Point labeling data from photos
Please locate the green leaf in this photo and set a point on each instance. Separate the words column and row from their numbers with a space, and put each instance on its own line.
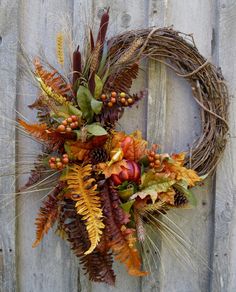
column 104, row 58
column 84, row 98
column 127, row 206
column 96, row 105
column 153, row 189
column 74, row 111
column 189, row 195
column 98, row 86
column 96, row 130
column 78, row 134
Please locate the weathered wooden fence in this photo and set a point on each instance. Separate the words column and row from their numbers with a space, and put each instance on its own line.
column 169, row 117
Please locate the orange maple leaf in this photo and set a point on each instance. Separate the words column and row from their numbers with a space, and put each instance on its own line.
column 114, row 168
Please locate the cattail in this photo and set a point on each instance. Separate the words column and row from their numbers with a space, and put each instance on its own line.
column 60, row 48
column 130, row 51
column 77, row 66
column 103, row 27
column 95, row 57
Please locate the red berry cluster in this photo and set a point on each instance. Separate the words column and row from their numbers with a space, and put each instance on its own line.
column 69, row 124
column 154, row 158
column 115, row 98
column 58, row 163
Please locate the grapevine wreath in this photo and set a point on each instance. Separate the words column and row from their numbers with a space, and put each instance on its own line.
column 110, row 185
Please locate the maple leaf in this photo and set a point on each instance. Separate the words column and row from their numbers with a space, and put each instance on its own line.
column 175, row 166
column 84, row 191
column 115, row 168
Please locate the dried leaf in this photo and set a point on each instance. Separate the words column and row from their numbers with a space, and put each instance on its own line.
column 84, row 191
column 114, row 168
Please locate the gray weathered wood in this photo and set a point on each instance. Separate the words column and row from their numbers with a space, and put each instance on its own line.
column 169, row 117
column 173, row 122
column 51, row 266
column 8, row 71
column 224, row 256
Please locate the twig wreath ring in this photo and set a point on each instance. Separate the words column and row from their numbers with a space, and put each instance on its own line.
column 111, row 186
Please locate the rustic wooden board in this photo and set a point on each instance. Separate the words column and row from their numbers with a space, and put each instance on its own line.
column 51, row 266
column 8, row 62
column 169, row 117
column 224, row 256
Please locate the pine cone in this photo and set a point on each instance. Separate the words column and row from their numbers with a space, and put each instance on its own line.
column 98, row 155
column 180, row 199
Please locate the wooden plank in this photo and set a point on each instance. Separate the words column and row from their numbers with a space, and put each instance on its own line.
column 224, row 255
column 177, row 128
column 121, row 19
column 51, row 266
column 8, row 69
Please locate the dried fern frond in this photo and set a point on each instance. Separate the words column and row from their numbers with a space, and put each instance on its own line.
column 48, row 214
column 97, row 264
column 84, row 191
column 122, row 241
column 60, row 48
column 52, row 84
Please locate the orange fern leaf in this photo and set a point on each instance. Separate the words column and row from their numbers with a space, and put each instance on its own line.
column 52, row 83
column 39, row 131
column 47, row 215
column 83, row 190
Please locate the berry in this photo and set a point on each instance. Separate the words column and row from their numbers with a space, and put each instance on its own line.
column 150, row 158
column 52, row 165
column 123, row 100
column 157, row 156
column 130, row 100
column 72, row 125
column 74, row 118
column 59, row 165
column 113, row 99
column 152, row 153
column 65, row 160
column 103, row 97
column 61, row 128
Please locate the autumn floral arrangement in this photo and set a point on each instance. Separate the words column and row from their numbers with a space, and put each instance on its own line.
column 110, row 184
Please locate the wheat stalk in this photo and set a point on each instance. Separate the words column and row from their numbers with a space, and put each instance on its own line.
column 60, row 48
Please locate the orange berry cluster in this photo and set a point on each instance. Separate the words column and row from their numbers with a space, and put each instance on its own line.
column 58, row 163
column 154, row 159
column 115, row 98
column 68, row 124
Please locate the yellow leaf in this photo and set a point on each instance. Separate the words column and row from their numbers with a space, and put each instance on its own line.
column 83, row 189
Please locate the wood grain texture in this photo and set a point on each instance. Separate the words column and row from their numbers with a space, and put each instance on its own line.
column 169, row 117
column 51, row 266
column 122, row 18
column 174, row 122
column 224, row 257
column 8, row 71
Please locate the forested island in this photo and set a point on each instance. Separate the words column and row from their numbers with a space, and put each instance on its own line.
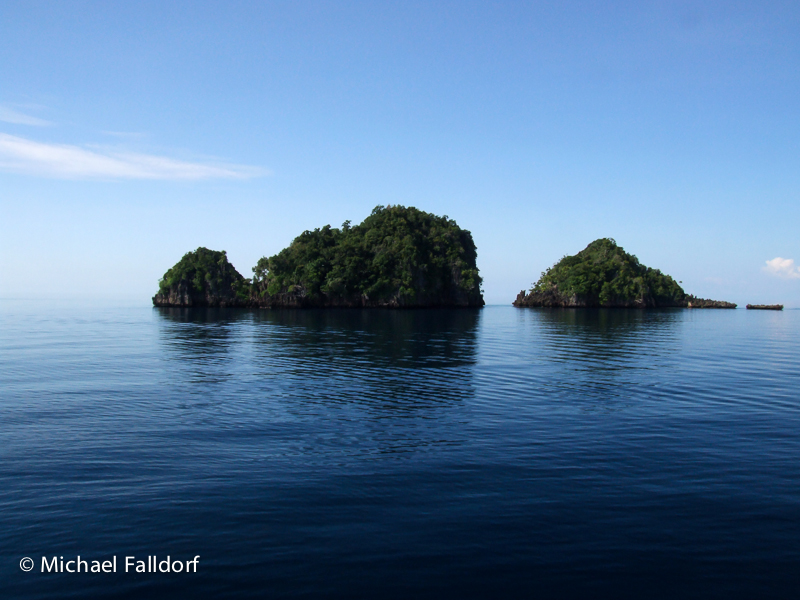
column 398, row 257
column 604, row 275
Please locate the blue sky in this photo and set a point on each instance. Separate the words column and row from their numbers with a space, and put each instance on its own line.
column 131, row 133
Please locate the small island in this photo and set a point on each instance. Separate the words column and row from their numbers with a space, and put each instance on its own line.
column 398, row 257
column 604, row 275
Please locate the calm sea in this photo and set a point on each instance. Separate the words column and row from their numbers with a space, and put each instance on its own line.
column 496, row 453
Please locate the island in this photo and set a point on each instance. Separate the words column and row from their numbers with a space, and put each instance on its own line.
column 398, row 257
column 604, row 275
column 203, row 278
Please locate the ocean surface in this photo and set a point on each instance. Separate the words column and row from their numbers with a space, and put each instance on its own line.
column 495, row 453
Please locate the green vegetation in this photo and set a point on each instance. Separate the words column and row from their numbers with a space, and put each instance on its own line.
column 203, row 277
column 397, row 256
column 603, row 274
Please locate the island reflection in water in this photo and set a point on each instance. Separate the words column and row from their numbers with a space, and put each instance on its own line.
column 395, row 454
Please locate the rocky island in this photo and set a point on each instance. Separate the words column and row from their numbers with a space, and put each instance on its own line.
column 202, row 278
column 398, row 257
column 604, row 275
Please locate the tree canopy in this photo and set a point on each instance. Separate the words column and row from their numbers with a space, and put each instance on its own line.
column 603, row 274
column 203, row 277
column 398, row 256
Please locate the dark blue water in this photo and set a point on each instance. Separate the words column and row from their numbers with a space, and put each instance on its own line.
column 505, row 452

**Work to do:**
Swap "set a point" for "place a marker" everywhere in the material above and leave every other word unchanged. Omit the pictures from your output.

**Exercise response:**
Please locate the green leaf in this photo and place a marker on each instance. Separate the words column and row from their numbers with a space, and put each instance on its own line.
column 104, row 58
column 84, row 98
column 127, row 206
column 96, row 105
column 153, row 189
column 74, row 111
column 189, row 195
column 98, row 86
column 96, row 130
column 78, row 134
Please locate the weathered wooden fence in this photo and place a marker on each instance. Separate the words column and row from their numbers with a space, and put each instance on its own line.
column 169, row 117
Please locate the orange maple leaf in this photo and place a marker on each instance. Separate the words column and row from their numbers with a space, and put each instance on its own line.
column 114, row 168
Please locate the cattail in this photo and place a marker on each instance. Separate the words column and row from their numbers with a space, and put each instance on its own line.
column 60, row 48
column 130, row 51
column 77, row 66
column 103, row 27
column 95, row 57
Please locate the red berry cluster in this photo and place a marker on each instance. Separate the words column and row from their numbers with a space, and put each instance on its own line.
column 69, row 124
column 154, row 158
column 115, row 98
column 58, row 163
Please locate the grapevine wreath in this photo and place a marker on each instance. Separate the words column and row from their numbers with a space, and put each instance on its own line.
column 110, row 185
Please locate the maple leaf in this photo and place a marker on each instance. Separate the words column and row from their numbers with a space, and put each instance on its own line.
column 175, row 166
column 84, row 191
column 115, row 168
Please locate the dried leaf in this photo and place a marker on each instance. Separate the words column and row from their numbers with a space, and put each instance on its own line.
column 84, row 191
column 114, row 168
Please locate the gray weathered wood in this photo and place a marker on each instance. Separate the words column and row from their numbers with a space, and put each instance on its own line.
column 169, row 117
column 173, row 122
column 51, row 266
column 8, row 71
column 224, row 256
Please locate the twig wreath ring in this photo and place a marker on each instance. Separate the words column and row from their numbers with a space, and put each instance on its own line.
column 111, row 186
Please locate the rustic wooden board in this photo and place a marker on each instance. Separate the words column and row from their numbers with a space, and put each instance on its own line.
column 51, row 266
column 8, row 62
column 169, row 117
column 224, row 256
Please locate the pine cone in this photo and place a marker on each instance. Separate the words column and row from their numbers with a space, and put each instance on its own line.
column 98, row 155
column 180, row 199
Please locate the wooden plank in this photo and place a marker on each instance. Separate the words column and row from their numbers with a space, and put each instance on its own line.
column 224, row 255
column 177, row 128
column 121, row 19
column 51, row 266
column 8, row 69
Please locate the dried fern frond in this photo and place a marker on each instance. Separate the words column and row from their numbers with a space, and put each instance on its own line.
column 48, row 214
column 97, row 264
column 84, row 191
column 122, row 241
column 60, row 48
column 52, row 84
Please locate the orange fern leaf in this photo and place a marker on each instance. Separate the words column and row from their numbers with a space, and put each instance on its own line.
column 52, row 83
column 39, row 131
column 47, row 215
column 83, row 190
Please locate the berry in this photo and place a marker on each instance. Separate the words column and row from their numbers with a space, and put each instance on its own line.
column 150, row 158
column 52, row 165
column 123, row 100
column 157, row 156
column 130, row 100
column 72, row 125
column 74, row 118
column 59, row 165
column 113, row 99
column 152, row 153
column 65, row 160
column 103, row 97
column 61, row 128
Please locate the autumn floral arrangement in this photo and place a marker on each instance. Separate the words column and row from their numbers with a space, and put each instance on its own line.
column 110, row 184
Please locate the wheat stalk in this photo and place a marker on each instance. Separate the words column and row from their numbers with a space, and put each instance on its own line.
column 60, row 48
Please locate the orange berry cluster in this photo and place a marker on each instance. Separate the words column and row from their numbers with a space, and put each instance on its own line.
column 58, row 163
column 154, row 159
column 115, row 98
column 68, row 124
Please locate the yellow leaf in this photo and place a marker on each instance. Separate the words column and row from their numbers with a space, and put each instance on its own line.
column 83, row 189
Please locate the wood grain texture in this photo and place a marker on each instance. Separate the words column and row from their numbers with a space, and put each instance on its own line.
column 169, row 117
column 51, row 266
column 122, row 18
column 174, row 122
column 224, row 257
column 8, row 71
Please locate the forested island in this photo and place a marker on each instance. Separate the words column and row from their numbers with a space, and put each instance on its own line.
column 398, row 257
column 604, row 275
Please locate the blue sky in this photo and place a marker on each instance. Separate the words column and row from their numbers with a space, and put each instance on its own line.
column 131, row 133
Please locate the small island in this photo and place a marker on each instance. Separate the words column and row from their numbers with a space, and put each instance on its own line.
column 398, row 257
column 604, row 275
Please locate the calm sea in this photo and place a marker on each instance. Separate the words column and row from their numbers with a space, and put each instance on its own line.
column 496, row 453
Please locate the island in this photo and place a marker on each instance. Separate the words column and row from their numbers with a space, and put each instance on its own line.
column 398, row 257
column 604, row 275
column 203, row 278
Please locate the ocean surface in this photo and place a marker on each instance. Separate the words column and row from their numbers with a space, and put each instance on its own line.
column 495, row 453
Please locate the green vegetation in this photo and place a marker on each instance. Separate the words column and row from their numbers with a space, and put each instance on its own line.
column 203, row 277
column 397, row 256
column 603, row 274
Please locate the island reflection in water in this photo and place a marker on each instance. Separate the words column and row from their numbers with a space, and put each instance on its own line.
column 395, row 454
Please locate the rocky island in this photo and place a marker on each instance. Separate the words column and row from their numbers with a space, and put each instance on its own line.
column 202, row 278
column 398, row 257
column 604, row 275
Please locate the tree canopy in this photo and place a marker on each instance. Separate the words column and row from their numbers with a space, and put each instance on its own line.
column 603, row 274
column 203, row 277
column 398, row 256
Please locate the dark blue water in this photo and place a marker on each instance. Separate the words column and row from their numbers with a space, and put each instance on its own line.
column 505, row 452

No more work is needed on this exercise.